-- BEGIN Records provided --
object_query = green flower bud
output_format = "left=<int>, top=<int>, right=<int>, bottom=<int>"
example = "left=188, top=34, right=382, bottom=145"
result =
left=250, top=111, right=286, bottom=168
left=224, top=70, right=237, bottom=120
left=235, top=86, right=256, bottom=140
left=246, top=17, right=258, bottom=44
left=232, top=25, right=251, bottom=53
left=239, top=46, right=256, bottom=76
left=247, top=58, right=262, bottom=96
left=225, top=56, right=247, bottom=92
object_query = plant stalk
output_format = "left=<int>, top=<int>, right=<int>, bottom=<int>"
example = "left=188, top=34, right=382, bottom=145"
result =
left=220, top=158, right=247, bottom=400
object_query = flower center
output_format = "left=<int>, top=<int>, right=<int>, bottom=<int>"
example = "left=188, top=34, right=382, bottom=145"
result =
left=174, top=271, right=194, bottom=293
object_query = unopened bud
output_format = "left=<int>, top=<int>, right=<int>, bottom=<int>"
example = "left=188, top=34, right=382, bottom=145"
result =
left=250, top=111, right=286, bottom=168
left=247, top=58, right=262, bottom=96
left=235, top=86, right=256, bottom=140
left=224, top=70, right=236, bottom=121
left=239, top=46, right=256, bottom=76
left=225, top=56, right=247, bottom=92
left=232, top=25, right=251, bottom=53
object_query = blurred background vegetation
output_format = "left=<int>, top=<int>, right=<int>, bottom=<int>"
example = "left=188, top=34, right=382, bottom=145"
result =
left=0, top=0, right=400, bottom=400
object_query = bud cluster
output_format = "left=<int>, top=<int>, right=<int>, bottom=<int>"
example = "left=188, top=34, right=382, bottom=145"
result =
-- END Records provided --
== Short problem ==
Put every line of the listing above into a numbered list, omitting any blank lines.

== Task response ==
1. object_query = green flower bud
2. output_format = "left=<int>, top=<int>, right=<int>, bottom=<int>"
3. example = "left=188, top=34, right=382, bottom=145"
4. result =
5. left=250, top=111, right=286, bottom=168
6. left=224, top=70, right=237, bottom=120
7. left=235, top=86, right=256, bottom=140
8. left=246, top=17, right=258, bottom=44
9. left=232, top=25, right=251, bottom=53
10. left=239, top=46, right=256, bottom=76
11. left=247, top=58, right=262, bottom=96
12. left=225, top=56, right=247, bottom=92
13. object_query = plant stalk
14. output_format = "left=<int>, top=<int>, right=<int>, bottom=<int>"
15. example = "left=188, top=34, right=382, bottom=145"
16. result =
17. left=220, top=158, right=247, bottom=400
18. object_query = flower center
19. output_format = "left=<int>, top=<int>, right=<int>, bottom=<int>"
20. example = "left=188, top=34, right=382, bottom=145"
21. result =
22. left=174, top=271, right=194, bottom=293
23. object_query = unopened bud
24. output_format = "left=<int>, top=<int>, right=<int>, bottom=<int>"
25. example = "left=188, top=34, right=382, bottom=145"
26. result =
27. left=250, top=111, right=286, bottom=168
28. left=247, top=58, right=262, bottom=96
29. left=235, top=86, right=256, bottom=140
30. left=224, top=70, right=236, bottom=121
31. left=239, top=46, right=256, bottom=76
32. left=225, top=56, right=247, bottom=92
33. left=232, top=25, right=251, bottom=53
34. object_query = blurred background vegetation
35. output_format = "left=<int>, top=<int>, right=<int>, bottom=<int>"
36. example = "left=188, top=34, right=382, bottom=145"
37. result =
38. left=0, top=0, right=400, bottom=400
39. object_query = bud cluster
40. output_format = "left=<int>, top=<int>, right=<int>, bottom=<int>"
41. example = "left=188, top=34, right=382, bottom=145"
42. result =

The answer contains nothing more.